## [Task goal]
Answer these questions from the article on the Ministry of Finance forecast.
(a) What growth rates does the Ministry of Finance forecast for this year and next?
(b) How much does the effect of the gas discoveries add to growth in 2014?
(c) By how much are private consumption and exports each assumed to expand?

## [Excerpted passage]

The Treasury's pessimism is underdone

Avi Temkin

The austerity budget is based on wishful thinking about a better future, with no political will for any alternative.

Last week, fairly quietly and without too many accompanying headlines, the Ministry of Finance published its economic forecast for 2013-2014. On the face of it, this is a technical document, of the kind that shouldn't attract too much attention, since it adds little to what we already know. But behind the facade of familiar routine, there is a complex, dismal reality, raising question marks over the ability of the government's economic policy to deal with the distress in which the Israeli economy finds itself.

According to the Ministry of Finance, economic growth will reach 3.8% this year and 3.3% next. Given the characteristics of the economy, with annual population growth of nearly 2%, 3% growth in GDP in effect means a slowdown, with zero growth in employment, and low tax collection. When growth is 2%, it can be called recession, and unemployment rises.

So the 3.3% growth forecast for 2014 means that the Ministry of Finance assumes a future in which the economy is in fact in a slowdown. If we take into account that the forecast includes the effect of the gas discoveries, which adds 0.5% to growth in 2014, then the economy, excluding the gas sector, will enter a real slowdown.

It should be stressed that the Ministry of Finance has made an effort to stay in touch with reality over the assumptions underlying the construction of the forecast. So, for example, it assumes that private consumption and exports, the two possible engines of GDP growth, will expand by 3% and 4.7% respectively. These numbers are based on the expected results of the austerity measures in the budget and the economic crisis in Europe.

Even so, the gloomy forecast may in the end prove too optimistic. The reason for that is that the policy itself is liable to generate a negative dynamic that will bring in train an economic crisis, because the Ministry of Finance provides no detailed explanation of the forces that are supposed to turn the economy round from slowdown to growth. More worrying still is the fact that there is no answer to the more important question of what is to prevent slowdown deteriorating into recession. What will happen if, for example, consumers react to the government's measures with a further contraction in consumption, and what will happen if the assumptions about global growth fail to materialize?

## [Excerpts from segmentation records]
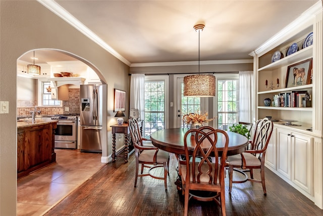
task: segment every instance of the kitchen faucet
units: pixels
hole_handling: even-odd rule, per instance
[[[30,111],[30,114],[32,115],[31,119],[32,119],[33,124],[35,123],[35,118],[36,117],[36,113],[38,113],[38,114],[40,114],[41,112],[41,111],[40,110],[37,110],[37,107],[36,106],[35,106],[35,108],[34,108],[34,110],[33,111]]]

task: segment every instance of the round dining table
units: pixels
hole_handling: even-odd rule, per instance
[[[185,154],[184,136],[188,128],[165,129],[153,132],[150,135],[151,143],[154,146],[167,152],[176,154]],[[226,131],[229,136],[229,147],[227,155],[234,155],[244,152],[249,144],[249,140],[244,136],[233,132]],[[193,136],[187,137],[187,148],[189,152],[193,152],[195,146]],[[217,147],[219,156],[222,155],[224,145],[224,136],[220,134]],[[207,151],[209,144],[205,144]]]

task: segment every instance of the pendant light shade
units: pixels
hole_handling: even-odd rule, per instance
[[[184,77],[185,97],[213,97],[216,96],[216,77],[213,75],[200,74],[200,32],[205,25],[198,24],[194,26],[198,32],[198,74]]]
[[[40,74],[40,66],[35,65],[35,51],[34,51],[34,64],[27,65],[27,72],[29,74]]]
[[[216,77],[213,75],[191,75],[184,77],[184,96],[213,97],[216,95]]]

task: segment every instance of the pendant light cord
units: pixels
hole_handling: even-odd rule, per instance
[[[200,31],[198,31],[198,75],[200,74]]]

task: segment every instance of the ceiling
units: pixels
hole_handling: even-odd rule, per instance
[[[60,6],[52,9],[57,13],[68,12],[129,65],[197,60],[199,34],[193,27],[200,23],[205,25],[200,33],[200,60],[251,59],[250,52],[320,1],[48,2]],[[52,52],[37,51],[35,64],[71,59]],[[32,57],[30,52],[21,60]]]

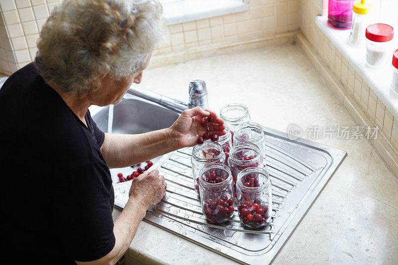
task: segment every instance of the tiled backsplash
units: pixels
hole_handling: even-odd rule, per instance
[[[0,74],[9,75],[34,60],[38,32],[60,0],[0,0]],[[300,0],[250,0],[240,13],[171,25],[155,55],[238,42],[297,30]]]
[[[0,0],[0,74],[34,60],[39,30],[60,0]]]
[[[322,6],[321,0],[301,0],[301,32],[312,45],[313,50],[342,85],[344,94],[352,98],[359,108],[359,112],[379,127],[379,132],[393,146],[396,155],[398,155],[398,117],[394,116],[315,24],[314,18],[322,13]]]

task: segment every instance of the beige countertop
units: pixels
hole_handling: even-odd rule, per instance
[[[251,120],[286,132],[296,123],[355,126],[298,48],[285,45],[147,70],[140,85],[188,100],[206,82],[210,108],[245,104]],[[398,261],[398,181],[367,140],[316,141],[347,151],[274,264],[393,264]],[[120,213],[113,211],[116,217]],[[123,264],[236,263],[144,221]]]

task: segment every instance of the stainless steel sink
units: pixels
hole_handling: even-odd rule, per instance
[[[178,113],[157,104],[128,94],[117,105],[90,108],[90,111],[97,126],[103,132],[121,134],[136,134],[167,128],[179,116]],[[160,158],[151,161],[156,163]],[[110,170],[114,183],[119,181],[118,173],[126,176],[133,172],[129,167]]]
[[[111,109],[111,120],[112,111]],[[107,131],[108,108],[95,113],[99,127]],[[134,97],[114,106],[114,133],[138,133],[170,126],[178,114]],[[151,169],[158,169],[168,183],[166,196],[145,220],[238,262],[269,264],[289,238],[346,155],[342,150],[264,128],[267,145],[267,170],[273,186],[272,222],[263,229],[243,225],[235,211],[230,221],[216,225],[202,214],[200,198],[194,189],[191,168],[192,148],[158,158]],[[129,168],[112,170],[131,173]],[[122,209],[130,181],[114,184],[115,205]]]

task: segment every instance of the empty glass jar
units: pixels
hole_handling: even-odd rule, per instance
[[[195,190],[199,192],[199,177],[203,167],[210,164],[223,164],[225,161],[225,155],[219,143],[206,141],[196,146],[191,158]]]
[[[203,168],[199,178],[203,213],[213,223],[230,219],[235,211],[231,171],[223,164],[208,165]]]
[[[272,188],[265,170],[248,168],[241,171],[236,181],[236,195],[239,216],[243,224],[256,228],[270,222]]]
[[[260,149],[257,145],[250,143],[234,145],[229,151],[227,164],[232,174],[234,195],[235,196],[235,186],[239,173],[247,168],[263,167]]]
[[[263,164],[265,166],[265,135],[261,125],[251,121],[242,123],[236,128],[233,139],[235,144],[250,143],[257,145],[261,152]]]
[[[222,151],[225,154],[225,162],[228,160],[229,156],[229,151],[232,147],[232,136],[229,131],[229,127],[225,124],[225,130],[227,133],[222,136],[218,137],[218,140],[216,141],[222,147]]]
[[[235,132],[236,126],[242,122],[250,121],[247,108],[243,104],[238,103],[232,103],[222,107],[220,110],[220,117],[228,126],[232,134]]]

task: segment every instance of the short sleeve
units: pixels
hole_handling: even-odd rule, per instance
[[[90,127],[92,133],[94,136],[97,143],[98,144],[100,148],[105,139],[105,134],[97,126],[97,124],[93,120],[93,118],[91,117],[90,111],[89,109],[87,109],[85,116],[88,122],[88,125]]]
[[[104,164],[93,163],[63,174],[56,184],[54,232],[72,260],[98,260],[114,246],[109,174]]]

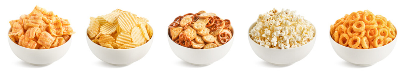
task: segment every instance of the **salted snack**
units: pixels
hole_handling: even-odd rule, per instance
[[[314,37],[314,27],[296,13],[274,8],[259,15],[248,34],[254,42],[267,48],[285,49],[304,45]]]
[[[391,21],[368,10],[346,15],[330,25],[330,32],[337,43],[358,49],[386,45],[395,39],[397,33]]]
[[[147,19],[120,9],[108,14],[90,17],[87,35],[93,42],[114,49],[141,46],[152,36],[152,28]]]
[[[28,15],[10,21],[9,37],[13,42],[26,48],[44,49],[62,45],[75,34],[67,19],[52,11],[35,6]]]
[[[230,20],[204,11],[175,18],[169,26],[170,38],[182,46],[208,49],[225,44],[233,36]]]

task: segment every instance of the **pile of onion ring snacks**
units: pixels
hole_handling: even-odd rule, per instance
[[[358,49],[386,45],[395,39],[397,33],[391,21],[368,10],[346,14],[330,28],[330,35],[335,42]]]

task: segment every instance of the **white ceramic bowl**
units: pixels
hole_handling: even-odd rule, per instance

## [Answer to the task]
(a) 3.8% this year and 3.3% next year.
(b) 0.5%.
(c) Private consumption by 3% and exports by 4.7%.